"""

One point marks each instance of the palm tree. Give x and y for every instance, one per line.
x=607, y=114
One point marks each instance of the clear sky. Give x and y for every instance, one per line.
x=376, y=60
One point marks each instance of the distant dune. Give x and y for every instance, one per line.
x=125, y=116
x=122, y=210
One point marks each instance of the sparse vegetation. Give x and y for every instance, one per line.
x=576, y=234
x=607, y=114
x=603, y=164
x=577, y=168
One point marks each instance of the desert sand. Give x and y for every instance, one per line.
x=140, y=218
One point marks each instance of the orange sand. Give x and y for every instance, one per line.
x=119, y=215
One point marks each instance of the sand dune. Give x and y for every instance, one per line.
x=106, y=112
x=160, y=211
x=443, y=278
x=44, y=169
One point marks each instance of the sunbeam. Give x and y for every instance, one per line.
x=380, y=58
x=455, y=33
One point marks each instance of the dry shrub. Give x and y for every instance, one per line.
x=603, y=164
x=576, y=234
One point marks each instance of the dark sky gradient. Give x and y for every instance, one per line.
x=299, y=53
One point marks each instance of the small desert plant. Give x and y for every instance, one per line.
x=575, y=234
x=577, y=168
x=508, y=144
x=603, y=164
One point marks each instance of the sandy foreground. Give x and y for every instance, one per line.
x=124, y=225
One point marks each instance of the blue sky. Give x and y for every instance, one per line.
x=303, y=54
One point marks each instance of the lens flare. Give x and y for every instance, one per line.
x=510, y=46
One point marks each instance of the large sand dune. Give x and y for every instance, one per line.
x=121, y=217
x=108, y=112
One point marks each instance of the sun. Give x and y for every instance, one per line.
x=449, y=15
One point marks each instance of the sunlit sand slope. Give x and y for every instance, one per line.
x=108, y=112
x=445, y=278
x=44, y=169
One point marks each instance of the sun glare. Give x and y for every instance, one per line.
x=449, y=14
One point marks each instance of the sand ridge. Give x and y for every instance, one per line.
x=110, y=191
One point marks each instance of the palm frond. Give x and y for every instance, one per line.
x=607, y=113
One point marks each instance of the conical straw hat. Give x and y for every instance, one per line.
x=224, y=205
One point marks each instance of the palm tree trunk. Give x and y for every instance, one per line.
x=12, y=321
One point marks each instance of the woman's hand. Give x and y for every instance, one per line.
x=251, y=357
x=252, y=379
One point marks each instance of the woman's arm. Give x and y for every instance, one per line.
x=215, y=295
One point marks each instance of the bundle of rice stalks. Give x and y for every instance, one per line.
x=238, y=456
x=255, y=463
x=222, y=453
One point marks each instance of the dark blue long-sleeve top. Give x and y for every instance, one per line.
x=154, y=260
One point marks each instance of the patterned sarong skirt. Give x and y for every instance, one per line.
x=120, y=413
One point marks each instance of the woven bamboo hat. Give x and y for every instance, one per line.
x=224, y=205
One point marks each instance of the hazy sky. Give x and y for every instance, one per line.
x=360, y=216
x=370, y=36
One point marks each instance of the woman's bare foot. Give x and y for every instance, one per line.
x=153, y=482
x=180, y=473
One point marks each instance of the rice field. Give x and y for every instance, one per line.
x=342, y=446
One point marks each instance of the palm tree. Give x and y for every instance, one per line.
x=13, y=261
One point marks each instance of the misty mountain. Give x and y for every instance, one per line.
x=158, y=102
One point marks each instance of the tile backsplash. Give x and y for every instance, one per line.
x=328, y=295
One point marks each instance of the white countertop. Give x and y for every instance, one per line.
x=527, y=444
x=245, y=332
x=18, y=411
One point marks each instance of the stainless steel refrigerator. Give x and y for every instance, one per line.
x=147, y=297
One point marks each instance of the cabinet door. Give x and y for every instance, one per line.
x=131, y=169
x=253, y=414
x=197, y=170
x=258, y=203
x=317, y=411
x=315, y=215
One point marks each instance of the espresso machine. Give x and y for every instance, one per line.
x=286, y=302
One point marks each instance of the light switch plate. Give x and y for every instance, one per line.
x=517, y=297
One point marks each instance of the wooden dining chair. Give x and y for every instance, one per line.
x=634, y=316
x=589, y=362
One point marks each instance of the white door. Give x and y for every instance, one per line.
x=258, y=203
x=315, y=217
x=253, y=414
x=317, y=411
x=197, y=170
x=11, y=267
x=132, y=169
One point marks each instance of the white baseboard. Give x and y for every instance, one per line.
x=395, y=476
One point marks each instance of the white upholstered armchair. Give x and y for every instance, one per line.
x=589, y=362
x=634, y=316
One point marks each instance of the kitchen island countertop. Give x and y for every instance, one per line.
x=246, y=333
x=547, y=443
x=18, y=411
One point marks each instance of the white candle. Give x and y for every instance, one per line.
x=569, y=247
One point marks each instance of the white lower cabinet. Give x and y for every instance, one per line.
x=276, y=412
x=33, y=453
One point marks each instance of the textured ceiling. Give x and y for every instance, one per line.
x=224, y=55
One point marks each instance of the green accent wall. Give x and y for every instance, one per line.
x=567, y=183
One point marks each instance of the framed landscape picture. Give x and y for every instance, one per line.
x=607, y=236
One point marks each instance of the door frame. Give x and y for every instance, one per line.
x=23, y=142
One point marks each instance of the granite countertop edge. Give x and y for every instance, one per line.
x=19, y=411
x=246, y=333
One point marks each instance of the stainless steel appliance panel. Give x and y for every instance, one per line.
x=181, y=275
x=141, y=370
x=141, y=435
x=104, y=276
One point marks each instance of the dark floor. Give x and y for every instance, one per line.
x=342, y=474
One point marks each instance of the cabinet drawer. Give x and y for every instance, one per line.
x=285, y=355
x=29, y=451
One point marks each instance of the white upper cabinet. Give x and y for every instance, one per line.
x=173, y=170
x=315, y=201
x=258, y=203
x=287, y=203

"""

§ VEREISTE OPDRACHT: Orden alstublieft alle regels uit de gegevens hierboven als een genummerde lijst en laat lege regels weg.

§ RESULTAAT OPDRACHT:
1. One point marks each instance of the palm tree. Give x and y for every instance, one per line.
2. x=607, y=114
3. One point marks each instance of the clear sky. Give x and y for every instance, one per line.
4. x=376, y=60
5. One point marks each instance of the distant dune. Give x and y for every instance, one per line.
6. x=125, y=116
7. x=122, y=210
8. One point marks each instance of the sparse vegetation. Give x and y for every instance, one per line.
9. x=576, y=234
10. x=607, y=114
11. x=603, y=164
12. x=577, y=168
13. One point marks each instance of the desert sand. Give x and y for every instance, one per line.
14. x=140, y=218
15. One point marks each instance of the orange sand. Give x and y for every instance, one per line.
16. x=119, y=215
17. One point marks each instance of the sand dune. Give x and y for every instance, one per line.
18. x=106, y=112
19. x=160, y=211
20. x=443, y=278
21. x=44, y=169
22. One point marks each instance of the sunbeam. Give x and y for every instance, one per line.
23. x=380, y=58
24. x=455, y=33
25. One point marks each instance of the dry shrub. Give x and y for every instance, one per line.
26. x=603, y=164
27. x=576, y=234
28. One point marks each instance of the dark sky gradient. Give x and y for every instance, one per line.
29. x=299, y=53
30. One point marks each instance of the small desert plant. Give x and y for every instance, one per line.
31. x=575, y=234
32. x=577, y=168
33. x=508, y=144
34. x=603, y=164
35. One point marks each instance of the sandy foreground. Give x and y for every instance, one per line.
36. x=124, y=225
37. One point marks each instance of the blue sky. Give x and y for every instance, one per line.
38. x=303, y=54
39. One point marks each instance of the lens flare. Give x and y for every instance, one per line.
40. x=510, y=46
41. One point marks each instance of the large sand dune. Give x and y for every instance, one per line.
42. x=121, y=217
43. x=108, y=112
44. One point marks each instance of the sun. Give x and y for every instance, one per line.
45. x=449, y=15
46. One point marks each instance of the sunlit sand slope. Give x and y for every instance, one per line.
47. x=108, y=112
48. x=445, y=278
49. x=44, y=169
50. One point marks each instance of the sun glare. Give x and y for every instance, one per line.
51. x=449, y=14
52. One point marks each instance of the sand ridge. Give x and y for every instance, one per line.
53. x=110, y=191
54. One point marks each instance of the palm frond. Give x and y for every instance, one per line.
55. x=607, y=113
56. One point marks each instance of the conical straw hat. Give x and y for every instance, one per line.
57. x=224, y=205
58. One point marks each instance of the palm tree trunk. Give x and y for every instance, one per line.
59. x=12, y=321
60. One point marks each instance of the woman's hand. Give x and y for every instance, one per line.
61. x=251, y=357
62. x=252, y=379
63. One point marks each instance of the woman's arm. Give x and y for every instance, one per line.
64. x=215, y=295
65. One point marks each instance of the bundle of rice stalks. Give x and y for every instance, one per line.
66. x=238, y=456
67. x=255, y=463
68. x=222, y=453
69. One point marks each instance of the dark blue long-sleeve top. Give x and y for every instance, one per line.
70. x=154, y=260
71. One point marks each instance of the patterned sarong skirt. Give x and y for every instance, one per line.
72. x=120, y=413
73. One point marks each instance of the woven bamboo hat. Give x and y for every instance, one per line.
74. x=224, y=205
75. One point marks each instance of the hazy sky. Give x and y for every instance, one per line.
76. x=360, y=216
77. x=370, y=36
78. One point marks each instance of the woman's bare foot. Give x and y for every instance, one per line.
79. x=153, y=482
80. x=180, y=473
81. One point marks each instance of the rice field. Give x and y for every instance, one per line.
82. x=342, y=446
83. One point marks each instance of the palm tree. Give x and y for every instance, one per line.
84. x=13, y=261
85. One point marks each instance of the misty mountain. Give x and y for every instance, one per line.
86. x=158, y=102
87. One point marks each instance of the tile backsplash. Give x and y for every instance, one per line.
88. x=328, y=295
89. One point marks each instance of the white countertop. Give x and y for every instance, one per line.
90. x=527, y=444
91. x=245, y=332
92. x=18, y=411
93. One point marks each instance of the stainless steel refrigerator. Give x and y for every instance, one per line.
94. x=147, y=297
95. One point marks each instance of the cabinet door. Give x and y for every instance, one per line.
96. x=131, y=169
97. x=253, y=414
98. x=197, y=170
99. x=258, y=203
100. x=317, y=411
101. x=315, y=215
102. One point marks each instance of the espresso machine. Give x and y for every instance, one per line.
103. x=286, y=302
104. One point marks each instance of the light switch plate. Give x and y for every instance, one per line.
105. x=517, y=297
106. One point marks each instance of the wooden dining chair. Give x and y for every instance, one per line.
107. x=634, y=316
108. x=589, y=362
109. One point marks each instance of the white door. Give x and y for every instance, one per line.
110. x=258, y=203
111. x=315, y=217
112. x=253, y=414
113. x=317, y=411
114. x=197, y=170
115. x=11, y=267
116. x=132, y=169
117. One point marks each instance of the white baseboard. Give x and y for every instance, one per line.
118. x=395, y=476
119. One point marks each instance of the white upholstered armchair. Give x and y for every instance, one per line.
120. x=589, y=362
121. x=634, y=316
122. One point marks each instance of the kitchen island countertop. Give x and y for every instance, one per line.
123. x=246, y=333
124. x=547, y=443
125. x=18, y=411
126. One point marks each instance of the white candle. Give x and y for every instance, one per line.
127. x=569, y=247
128. One point marks each instance of the white lower cabinet. Give x and y for every instance, one per line.
129. x=276, y=412
130. x=33, y=453
131. One point marks each instance of the textured ceiling. Give x and y for every instance, one per line.
132. x=224, y=55
133. One point marks each instance of the green accent wall. Give x and y for every instance, one per line.
134. x=567, y=183
135. One point marks each instance of the framed landscape picture. Give x and y for every instance, one per line.
136. x=607, y=236
137. One point marks each instance of the door frame. Give x and y for every instance, one per line.
138. x=23, y=142
139. One point marks each instance of the granite countertop edge. Give x and y for every instance, one per line.
140. x=19, y=411
141. x=246, y=333
142. One point marks each instance of the stainless steel appliance panel. Give x and y for every instance, one per line.
143. x=181, y=275
144. x=141, y=370
145. x=141, y=435
146. x=104, y=276
147. One point marks each instance of the dark floor. Give x and y for every instance, one per line.
148. x=342, y=474
149. One point marks each instance of the cabinet drawer. Give x and y for every instance, one per line.
150. x=285, y=355
151. x=29, y=451
152. One point marks each instance of the white upper cabinet. Give x and y for every instance, one per line.
153. x=173, y=170
154. x=315, y=201
155. x=258, y=203
156. x=287, y=203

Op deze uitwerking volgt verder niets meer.